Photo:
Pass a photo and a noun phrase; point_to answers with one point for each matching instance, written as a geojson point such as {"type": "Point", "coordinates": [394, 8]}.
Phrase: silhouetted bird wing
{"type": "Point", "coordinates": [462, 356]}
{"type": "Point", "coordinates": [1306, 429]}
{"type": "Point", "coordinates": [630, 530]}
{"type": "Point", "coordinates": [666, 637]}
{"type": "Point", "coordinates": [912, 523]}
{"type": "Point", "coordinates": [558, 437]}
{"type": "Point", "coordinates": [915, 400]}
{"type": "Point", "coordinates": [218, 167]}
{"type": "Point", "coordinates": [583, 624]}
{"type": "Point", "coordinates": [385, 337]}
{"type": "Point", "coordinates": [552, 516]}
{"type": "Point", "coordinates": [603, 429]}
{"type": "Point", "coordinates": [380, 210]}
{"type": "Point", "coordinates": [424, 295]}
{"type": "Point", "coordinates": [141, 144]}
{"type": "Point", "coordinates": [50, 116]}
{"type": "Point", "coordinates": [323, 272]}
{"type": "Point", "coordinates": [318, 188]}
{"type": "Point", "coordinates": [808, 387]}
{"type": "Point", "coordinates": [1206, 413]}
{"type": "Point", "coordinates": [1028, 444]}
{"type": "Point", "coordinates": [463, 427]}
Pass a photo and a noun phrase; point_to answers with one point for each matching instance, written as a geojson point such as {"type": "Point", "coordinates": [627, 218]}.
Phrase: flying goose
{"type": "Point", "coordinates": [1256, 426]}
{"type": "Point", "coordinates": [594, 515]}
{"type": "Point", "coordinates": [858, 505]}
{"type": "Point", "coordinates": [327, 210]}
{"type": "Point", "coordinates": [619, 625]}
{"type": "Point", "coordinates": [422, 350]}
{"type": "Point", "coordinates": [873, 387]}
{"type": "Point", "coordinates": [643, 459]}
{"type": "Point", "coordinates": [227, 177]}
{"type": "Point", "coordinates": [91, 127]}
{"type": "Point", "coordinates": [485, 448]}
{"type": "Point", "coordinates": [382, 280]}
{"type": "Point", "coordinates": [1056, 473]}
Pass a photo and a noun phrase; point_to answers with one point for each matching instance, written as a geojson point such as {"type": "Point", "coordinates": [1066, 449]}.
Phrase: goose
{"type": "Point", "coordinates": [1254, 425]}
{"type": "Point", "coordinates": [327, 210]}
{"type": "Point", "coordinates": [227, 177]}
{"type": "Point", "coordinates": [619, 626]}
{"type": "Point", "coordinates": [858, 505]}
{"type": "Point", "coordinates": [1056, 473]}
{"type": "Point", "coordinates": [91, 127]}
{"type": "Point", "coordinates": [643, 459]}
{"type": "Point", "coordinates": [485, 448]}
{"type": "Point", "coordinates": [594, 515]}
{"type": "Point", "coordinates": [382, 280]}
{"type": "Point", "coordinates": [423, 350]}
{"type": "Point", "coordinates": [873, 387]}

• **REQUIREMENT**
Extract every line of the data above that contains the string "matching".

• **RESPONSE TO THIS TASK**
Pass a photo and a noun phrase; point_to answers with one point for each matching instance, written as a geojson point such as {"type": "Point", "coordinates": [394, 8]}.
Pass a photo and a noun phrase; point_to answers with one point for each matching instance, written as a geojson point such as {"type": "Point", "coordinates": [627, 218]}.
Pass a photo and a noun phrase; point_to answers with one point for each matching instance, written as a geojson point such as {"type": "Point", "coordinates": [1066, 449]}.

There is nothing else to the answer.